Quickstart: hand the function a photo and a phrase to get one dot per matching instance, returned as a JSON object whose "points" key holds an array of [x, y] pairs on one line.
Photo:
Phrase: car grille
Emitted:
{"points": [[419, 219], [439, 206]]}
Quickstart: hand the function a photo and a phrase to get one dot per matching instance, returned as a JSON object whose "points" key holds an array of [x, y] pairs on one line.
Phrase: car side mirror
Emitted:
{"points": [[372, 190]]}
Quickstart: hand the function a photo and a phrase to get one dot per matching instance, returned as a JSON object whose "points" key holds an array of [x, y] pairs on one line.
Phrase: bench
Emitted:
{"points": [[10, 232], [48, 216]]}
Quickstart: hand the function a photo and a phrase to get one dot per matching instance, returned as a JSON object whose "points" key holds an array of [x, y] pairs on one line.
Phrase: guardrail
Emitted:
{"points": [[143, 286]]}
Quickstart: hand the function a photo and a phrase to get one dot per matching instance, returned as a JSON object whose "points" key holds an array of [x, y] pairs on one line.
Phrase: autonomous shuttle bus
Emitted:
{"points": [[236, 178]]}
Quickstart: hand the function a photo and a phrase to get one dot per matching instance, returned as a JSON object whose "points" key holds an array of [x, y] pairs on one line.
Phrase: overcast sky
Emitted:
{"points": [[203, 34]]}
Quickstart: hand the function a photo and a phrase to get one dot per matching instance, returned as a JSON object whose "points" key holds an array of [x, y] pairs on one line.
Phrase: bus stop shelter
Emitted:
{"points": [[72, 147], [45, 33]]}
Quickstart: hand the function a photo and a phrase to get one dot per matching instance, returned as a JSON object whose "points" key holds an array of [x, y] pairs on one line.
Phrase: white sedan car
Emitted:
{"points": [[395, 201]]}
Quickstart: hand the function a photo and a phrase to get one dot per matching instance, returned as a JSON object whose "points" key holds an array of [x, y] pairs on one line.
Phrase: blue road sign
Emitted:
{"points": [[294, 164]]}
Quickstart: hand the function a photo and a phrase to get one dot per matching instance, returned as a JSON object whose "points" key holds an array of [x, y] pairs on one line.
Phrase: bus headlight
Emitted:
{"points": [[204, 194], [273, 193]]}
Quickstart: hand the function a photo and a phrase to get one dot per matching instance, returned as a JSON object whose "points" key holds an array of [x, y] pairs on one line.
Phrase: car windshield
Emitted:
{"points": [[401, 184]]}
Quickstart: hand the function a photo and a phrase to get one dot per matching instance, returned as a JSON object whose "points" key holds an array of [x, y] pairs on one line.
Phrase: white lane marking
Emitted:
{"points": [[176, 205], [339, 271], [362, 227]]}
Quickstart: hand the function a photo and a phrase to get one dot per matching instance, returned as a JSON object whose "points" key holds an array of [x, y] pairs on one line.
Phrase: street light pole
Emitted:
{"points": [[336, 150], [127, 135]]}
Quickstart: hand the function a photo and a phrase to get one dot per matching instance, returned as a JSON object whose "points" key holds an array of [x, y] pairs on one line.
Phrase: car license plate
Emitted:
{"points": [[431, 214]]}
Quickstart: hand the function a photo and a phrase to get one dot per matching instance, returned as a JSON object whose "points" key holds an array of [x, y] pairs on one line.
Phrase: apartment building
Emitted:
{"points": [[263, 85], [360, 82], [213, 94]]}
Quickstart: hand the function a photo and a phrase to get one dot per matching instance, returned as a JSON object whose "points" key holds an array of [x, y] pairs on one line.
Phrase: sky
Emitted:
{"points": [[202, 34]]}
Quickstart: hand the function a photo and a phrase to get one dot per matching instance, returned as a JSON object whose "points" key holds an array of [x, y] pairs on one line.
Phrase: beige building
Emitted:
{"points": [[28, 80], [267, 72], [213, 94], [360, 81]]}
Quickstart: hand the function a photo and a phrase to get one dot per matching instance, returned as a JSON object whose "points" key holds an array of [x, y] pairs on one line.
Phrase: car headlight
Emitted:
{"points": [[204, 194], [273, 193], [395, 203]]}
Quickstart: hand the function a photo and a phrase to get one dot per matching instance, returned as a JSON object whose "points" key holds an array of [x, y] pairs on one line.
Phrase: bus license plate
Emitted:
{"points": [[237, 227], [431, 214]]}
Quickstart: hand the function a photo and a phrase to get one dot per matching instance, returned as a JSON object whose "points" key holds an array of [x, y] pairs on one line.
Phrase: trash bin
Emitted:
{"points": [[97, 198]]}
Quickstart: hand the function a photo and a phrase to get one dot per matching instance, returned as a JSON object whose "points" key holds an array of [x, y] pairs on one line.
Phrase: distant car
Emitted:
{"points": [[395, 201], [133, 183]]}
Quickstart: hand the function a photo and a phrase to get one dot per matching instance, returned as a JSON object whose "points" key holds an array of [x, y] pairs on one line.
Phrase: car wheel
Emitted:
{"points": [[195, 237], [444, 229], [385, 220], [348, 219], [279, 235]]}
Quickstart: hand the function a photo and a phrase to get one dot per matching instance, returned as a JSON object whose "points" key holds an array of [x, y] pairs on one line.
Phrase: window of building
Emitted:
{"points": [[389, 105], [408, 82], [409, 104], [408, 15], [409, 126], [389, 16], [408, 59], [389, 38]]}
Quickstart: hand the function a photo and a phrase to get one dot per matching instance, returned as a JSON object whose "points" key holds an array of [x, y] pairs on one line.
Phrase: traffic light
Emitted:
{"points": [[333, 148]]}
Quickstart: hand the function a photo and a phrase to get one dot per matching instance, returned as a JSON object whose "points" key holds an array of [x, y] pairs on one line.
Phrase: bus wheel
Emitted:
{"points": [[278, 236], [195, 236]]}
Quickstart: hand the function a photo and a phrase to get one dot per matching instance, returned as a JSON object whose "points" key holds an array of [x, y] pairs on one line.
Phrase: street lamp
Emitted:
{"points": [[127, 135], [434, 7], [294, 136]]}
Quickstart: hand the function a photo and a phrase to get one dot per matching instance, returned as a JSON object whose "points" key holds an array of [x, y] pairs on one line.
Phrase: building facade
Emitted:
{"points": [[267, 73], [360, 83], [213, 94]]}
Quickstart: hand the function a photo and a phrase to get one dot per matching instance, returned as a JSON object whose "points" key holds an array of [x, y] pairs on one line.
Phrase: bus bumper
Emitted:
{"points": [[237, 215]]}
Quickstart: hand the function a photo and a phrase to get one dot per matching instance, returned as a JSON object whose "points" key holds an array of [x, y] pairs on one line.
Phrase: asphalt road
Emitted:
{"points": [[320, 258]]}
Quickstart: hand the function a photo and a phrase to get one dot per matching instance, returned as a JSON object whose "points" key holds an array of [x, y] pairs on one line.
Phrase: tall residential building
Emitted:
------------------------------------------------
Reproduce the entries above exactly.

Quickstart: hand the function a photo and a phrase to get one dot per matching instance, returned as a JSON object whose "points" key holds an array of [x, y] pairs on one line.
Photo:
Phrase: car grille
Emitted:
{"points": [[419, 219], [439, 206]]}
Quickstart: hand the function a photo and a phrase to get one dot per matching instance, returned as a JSON object whose "points" key holds an array of [x, y] pairs on one line.
Phrase: car side mirror
Emitted:
{"points": [[372, 190]]}
Quickstart: hand the function a photo and a phrase to get one dot per matching instance, returned as a JSON object whose "points" key holds an array of [x, y] pairs on one line.
Phrase: bench
Emitted:
{"points": [[10, 232], [48, 216]]}
Quickstart: hand the function a photo and a phrase to get one dot per matching instance, returned as a JSON object whose "points" key holds an array of [x, y] pairs on one line.
Phrase: guardrail
Emitted:
{"points": [[143, 286]]}
Quickstart: hand the function a photo and a phrase to get one dot per matching instance, returned as a JSON object whose "points" key holds an array of [x, y] pairs on one line.
Phrase: autonomous shuttle bus
Emitted:
{"points": [[236, 178]]}
Quickstart: hand the function a photo and a phrase to get one dot per matching instance, returned as a JSON object whose "points" key holds an array of [x, y] pairs on one line.
Phrase: overcast sky
Emitted:
{"points": [[203, 34]]}
Quickstart: hand the function a photo and a phrase to get one dot per matching instance, returned as a JSON object whose "points" key holds an array of [x, y] pairs on one line.
Phrase: bus stop shelter
Emitted:
{"points": [[72, 147], [45, 33]]}
Quickstart: hand the function a photo and a phrase to get one dot per matching instance, returned as a JSON object whose "points" key holds an array of [x, y] pairs on one line.
Phrase: white sedan car
Emitted:
{"points": [[395, 201]]}
Quickstart: hand the function a photo and a phrase to get one dot per matching instance, returned as a JSON object whose "points" key holds an array of [x, y] pairs on one line.
Phrase: blue road sign
Emitted:
{"points": [[294, 164]]}
Quickstart: hand the function a photo and a phrase to get one dot per matching instance, returned as a JSON object whose "points" key holds an array of [x, y] pairs on one line.
Phrase: bus headlight
Emitted:
{"points": [[204, 194], [273, 193]]}
Quickstart: hand the function a photo and a phrase to get one dot per matching instance, returned as a JSON object whose "points" key holds an array of [x, y] pairs on one line.
Phrase: car windshield
Emitted:
{"points": [[401, 184]]}
Quickstart: hand the function a photo and a phrase to get one dot per matching instance, returned as a JSON object whose "points" key holds an array of [x, y] pairs on one line.
Phrase: white lane marking
Emitted:
{"points": [[176, 205], [339, 271], [362, 227]]}
Quickstart: hand the function a photo and a phrase to get one dot per matching instance, returned as a JSON object whose "points" key holds an array of [x, y] pairs on one line.
Phrase: street light pole
Emitted:
{"points": [[336, 150], [127, 135]]}
Quickstart: hand the function a photo and a phrase to get one dot per matching instance, returned as a JSON object whose "points" key holds an array of [x, y] pairs on one line.
Phrase: car license plate
Emitted:
{"points": [[431, 214]]}
Quickstart: hand the function a photo and a phrase to get one dot per matching instance, returned as a JSON object whose "points" key holds an array of [x, y] pairs on one line.
Phrase: apartment building
Emitted:
{"points": [[263, 85], [360, 82], [213, 94]]}
Quickstart: hand the function a photo and a phrase to get one dot per matching instance, returned as a JSON object whose "points" key holds an array of [x, y] pairs on one line.
Phrase: sky
Emitted:
{"points": [[202, 34]]}
Quickstart: hand the function a photo and a phrase to get one dot per matching instance, returned as a JSON object whose "points" key holds an array of [x, y] pairs on one line.
Phrase: beige building
Emitted:
{"points": [[28, 80], [267, 72], [213, 94], [360, 81]]}
Quickstart: hand the function a photo and a phrase to get one dot per matching instance, returned as a JSON object whose "points" key holds an array of [x, y] pairs on one line.
Phrase: car headlight
Emitted:
{"points": [[204, 194], [273, 193], [395, 203]]}
Quickstart: hand the function a photo and a phrase to get one dot per matching instance, returned as a JSON object whose "points" key holds an array of [x, y] pairs on one line.
Phrase: bus license plate
Emitted:
{"points": [[237, 227], [431, 214]]}
Quickstart: hand the function a photo and a phrase to get one dot per matching instance, returned as a JSON object whose "points" key holds an array of [x, y] pairs on one line.
Phrase: trash bin
Emitted:
{"points": [[97, 198]]}
Quickstart: hand the function a photo and a phrase to get one dot per matching instance, returned as a JSON object whose "points" key holds an array of [x, y] pairs on one line.
Phrase: distant car
Emitted:
{"points": [[395, 201], [133, 183]]}
Quickstart: hand the function a photo and a phrase to get one dot per matching instance, returned as a JSON object whose "points" key holds an array of [x, y] pairs on one line.
Phrase: car wheel
Emitted:
{"points": [[195, 237], [444, 229], [385, 220], [348, 219], [279, 235]]}
Quickstart: hand the function a photo and a phrase to get one dot per matching instance, returned as a JSON object whose "points" key holds an array of [x, y] pairs on one line.
Phrase: window of building
Emitted:
{"points": [[389, 105], [408, 82], [409, 104], [408, 15], [409, 126], [389, 16], [408, 59], [389, 38]]}
Quickstart: hand the function a photo and a phrase to get one dot per matching instance, returned as a JSON object whose "points" key holds an array of [x, y] pairs on one line.
Phrase: traffic light
Emitted:
{"points": [[333, 148]]}
Quickstart: hand the function a photo and a phrase to get one dot per matching instance, returned as a JSON object whose "points" key holds an array of [x, y] pairs on one line.
Phrase: bus wheel
Emitted:
{"points": [[278, 236], [195, 236]]}
Quickstart: hand the function a photo and a phrase to get one dot per matching instance, returned as a JSON object whose "points" key holds an array of [x, y] pairs on one line.
Phrase: street lamp
Emitted:
{"points": [[127, 135], [434, 7], [294, 136]]}
Quickstart: hand the function a photo and a phrase to get one dot per matching instance, returned as a JSON object whose "points" key holds an array of [x, y] pairs on one line.
Phrase: building facade
Emitted:
{"points": [[267, 73], [360, 83], [213, 94]]}
Quickstart: hand the function a photo and a phrase to get one dot per matching instance, returned as a JSON object whose "points" key holds an array of [x, y] pairs on one line.
Phrase: bus bumper
Emitted:
{"points": [[237, 215]]}
Quickstart: hand the function a photo and a phrase to get one dot per matching instance, returned as a JSON object whose "points" key holds an array of [x, y] pairs on one line.
Phrase: asphalt road
Emitted:
{"points": [[320, 258]]}
Quickstart: hand the function a photo and a phrase to get one dot per matching instance, returned as a JSON object whose "points" key holds an array of [x, y] pairs on one line.
Phrase: tall residential building
Emitted:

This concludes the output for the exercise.